Data listing:
■ ■ ■

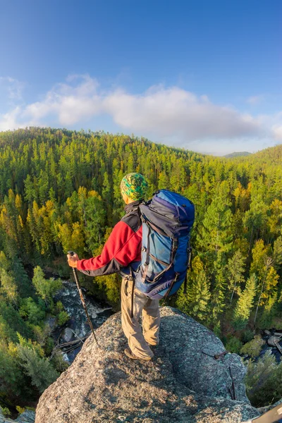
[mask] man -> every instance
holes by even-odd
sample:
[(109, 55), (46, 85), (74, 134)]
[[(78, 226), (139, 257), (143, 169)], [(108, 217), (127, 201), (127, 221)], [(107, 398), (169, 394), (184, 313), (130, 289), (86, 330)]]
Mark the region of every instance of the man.
[[(133, 296), (133, 280), (130, 275), (130, 264), (137, 267), (141, 260), (142, 221), (138, 207), (145, 199), (147, 186), (142, 175), (135, 173), (126, 175), (121, 183), (126, 214), (114, 228), (102, 254), (82, 260), (80, 260), (78, 255), (68, 255), (69, 265), (88, 276), (99, 276), (117, 272), (123, 276), (121, 323), (129, 345), (124, 352), (131, 359), (145, 360), (152, 359), (154, 354), (150, 346), (159, 343), (159, 300), (148, 298), (136, 288)], [(141, 314), (142, 327), (139, 323)]]

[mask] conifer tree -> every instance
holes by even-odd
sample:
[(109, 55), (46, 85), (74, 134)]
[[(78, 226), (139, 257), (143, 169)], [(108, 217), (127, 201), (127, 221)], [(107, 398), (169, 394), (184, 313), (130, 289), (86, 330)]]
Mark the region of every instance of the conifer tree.
[(246, 286), (240, 293), (234, 309), (233, 324), (235, 329), (246, 327), (251, 313), (257, 290), (257, 278), (252, 274), (246, 282)]
[(244, 281), (243, 273), (245, 271), (245, 258), (240, 250), (238, 250), (233, 257), (228, 259), (227, 265), (227, 278), (228, 279), (228, 290), (231, 291), (230, 302), (234, 293), (240, 293), (240, 283)]
[(193, 259), (192, 269), (188, 273), (187, 293), (184, 293), (183, 286), (178, 295), (176, 305), (192, 317), (204, 321), (209, 314), (207, 305), (211, 293), (204, 266), (199, 257)]

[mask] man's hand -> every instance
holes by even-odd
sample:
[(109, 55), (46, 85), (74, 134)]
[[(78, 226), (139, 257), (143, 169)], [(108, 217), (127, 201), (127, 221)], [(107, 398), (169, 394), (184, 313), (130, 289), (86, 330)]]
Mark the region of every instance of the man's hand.
[(68, 254), (68, 263), (70, 267), (77, 267), (78, 266), (78, 261), (79, 260), (78, 255), (75, 253), (73, 256), (70, 254)]

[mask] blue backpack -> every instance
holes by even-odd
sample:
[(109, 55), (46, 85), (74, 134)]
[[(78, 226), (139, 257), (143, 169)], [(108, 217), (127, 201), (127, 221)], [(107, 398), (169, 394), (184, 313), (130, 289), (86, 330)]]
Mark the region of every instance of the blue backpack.
[(149, 298), (166, 299), (186, 279), (195, 207), (185, 197), (161, 190), (139, 209), (142, 240), (141, 263), (133, 270), (135, 286)]

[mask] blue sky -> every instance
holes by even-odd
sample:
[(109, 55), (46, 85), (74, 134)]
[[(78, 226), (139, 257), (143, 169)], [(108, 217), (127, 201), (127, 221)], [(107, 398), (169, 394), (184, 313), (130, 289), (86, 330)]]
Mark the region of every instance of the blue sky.
[(216, 154), (281, 143), (281, 18), (280, 0), (0, 0), (0, 130)]

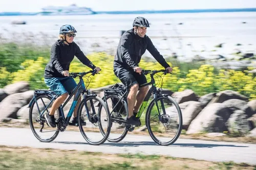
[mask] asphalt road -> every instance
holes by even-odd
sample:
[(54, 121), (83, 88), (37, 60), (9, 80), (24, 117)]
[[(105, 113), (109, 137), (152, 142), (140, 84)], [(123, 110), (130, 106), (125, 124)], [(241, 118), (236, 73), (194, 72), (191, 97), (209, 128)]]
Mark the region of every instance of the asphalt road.
[(60, 132), (50, 143), (39, 142), (30, 129), (0, 128), (0, 145), (76, 150), (105, 153), (141, 153), (168, 155), (212, 161), (245, 162), (256, 164), (256, 144), (179, 139), (170, 145), (156, 144), (148, 135), (128, 134), (118, 143), (106, 141), (95, 146), (89, 144), (79, 132)]

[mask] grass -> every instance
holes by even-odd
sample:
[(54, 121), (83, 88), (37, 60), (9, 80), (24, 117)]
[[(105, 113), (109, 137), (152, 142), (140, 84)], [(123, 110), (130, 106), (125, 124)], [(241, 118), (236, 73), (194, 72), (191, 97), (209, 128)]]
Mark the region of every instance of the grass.
[(0, 169), (252, 169), (256, 165), (211, 162), (162, 155), (0, 146)]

■ ■ ■

» Set exercise:
Reproduce all of the records above, substituting "Outline the area" for every occurrence of "Mark the region" and leaving everything else unchanged. Omit the pictures from your answer.

» Result for this exercise:
[mask] man -> every instance
holes by even-odd
sample:
[(109, 55), (46, 85), (74, 134)]
[[(78, 226), (139, 257), (143, 169)], [(108, 217), (127, 201), (127, 221)], [(107, 398), (169, 394), (184, 313), (130, 289), (86, 330)]]
Outline the area of every instance of the man.
[[(133, 296), (133, 280), (130, 275), (130, 264), (137, 267), (141, 260), (142, 221), (138, 207), (145, 199), (147, 186), (142, 175), (135, 173), (126, 175), (121, 183), (126, 214), (114, 228), (102, 254), (82, 260), (80, 260), (78, 255), (68, 255), (69, 265), (88, 276), (99, 276), (117, 272), (123, 276), (121, 323), (129, 345), (124, 352), (131, 359), (145, 360), (152, 359), (154, 354), (150, 346), (159, 343), (159, 300), (148, 298), (136, 288)], [(141, 314), (142, 327), (139, 323)]]

[mask] conifer tree -> every instance
holes by even-odd
sample:
[(109, 55), (46, 85), (74, 134)]
[[(78, 226), (139, 257), (143, 169)], [(108, 217), (127, 201), (127, 221)], [(107, 398), (169, 394), (184, 313), (130, 289), (86, 330)]]
Outline the area of every instance of the conifer tree.
[(246, 286), (240, 293), (234, 309), (233, 324), (235, 329), (246, 327), (251, 313), (257, 290), (257, 278), (252, 274), (246, 282)]
[(244, 281), (243, 273), (245, 271), (245, 258), (240, 250), (238, 250), (233, 257), (228, 259), (227, 265), (227, 278), (228, 279), (228, 290), (231, 291), (230, 302), (234, 293), (240, 293), (240, 283)]
[(193, 259), (192, 269), (188, 273), (187, 293), (184, 293), (183, 286), (178, 295), (176, 305), (192, 317), (204, 321), (209, 314), (207, 305), (211, 293), (204, 266), (199, 257)]

[mask] man's hand -> every instance
holes by even-odd
sample:
[(109, 55), (46, 85), (74, 134)]
[[(78, 226), (139, 257), (143, 169)], [(108, 217), (127, 201), (127, 221)], [(107, 398), (169, 394), (184, 313), (130, 289), (86, 330)]]
Outline the area of every instance of the man's hand.
[(68, 254), (68, 263), (70, 267), (77, 267), (78, 266), (78, 261), (79, 260), (78, 255), (75, 253), (73, 256), (70, 254)]

[mask] blue backpack -> every instance
holes by even-odd
sample:
[(109, 55), (46, 85), (74, 134)]
[[(78, 226), (139, 257), (143, 169)], [(108, 217), (127, 201), (127, 221)], [(107, 398), (169, 394), (184, 313), (130, 289), (86, 330)]]
Outline the area of every instance of the blue backpack.
[(149, 298), (166, 299), (186, 279), (195, 207), (185, 197), (161, 190), (139, 209), (142, 240), (141, 263), (133, 270), (135, 286)]

[mask] blue sky -> every instance
holes by even-odd
sample:
[(109, 55), (46, 85), (74, 134)]
[[(78, 226), (139, 257), (143, 169)], [(108, 217), (127, 201), (127, 221)], [(107, 398), (169, 394), (184, 313), (130, 289), (86, 330)]]
Outline the area of every instance of the blue sky.
[(216, 154), (281, 143), (281, 18), (280, 0), (0, 0), (0, 130)]

[mask] asphalt road -> every instance
holes by even-odd
sample:
[(54, 121), (83, 88), (37, 60), (9, 80), (24, 117)]
[[(105, 113), (109, 137), (152, 142), (140, 84)], [(123, 110), (130, 106), (125, 124)], [(241, 118), (236, 73), (194, 72), (191, 97), (209, 128)]]
Outline the area of every instance of the asphalt road.
[(60, 132), (50, 143), (39, 142), (30, 129), (0, 128), (0, 145), (76, 150), (105, 153), (141, 153), (168, 155), (212, 161), (245, 162), (256, 164), (256, 144), (179, 139), (170, 145), (156, 144), (148, 135), (128, 134), (118, 143), (106, 141), (95, 146), (89, 144), (79, 132)]

[mask] grass -> every instance
holes by even-odd
sample:
[(54, 121), (83, 88), (37, 60), (9, 80), (24, 117)]
[[(105, 113), (109, 137), (152, 142), (140, 84)], [(123, 110), (130, 106), (125, 124)], [(241, 118), (236, 73), (194, 72), (191, 97), (209, 128)]]
Outline the area of every instance of the grass.
[(0, 169), (252, 169), (256, 165), (211, 162), (162, 155), (0, 146)]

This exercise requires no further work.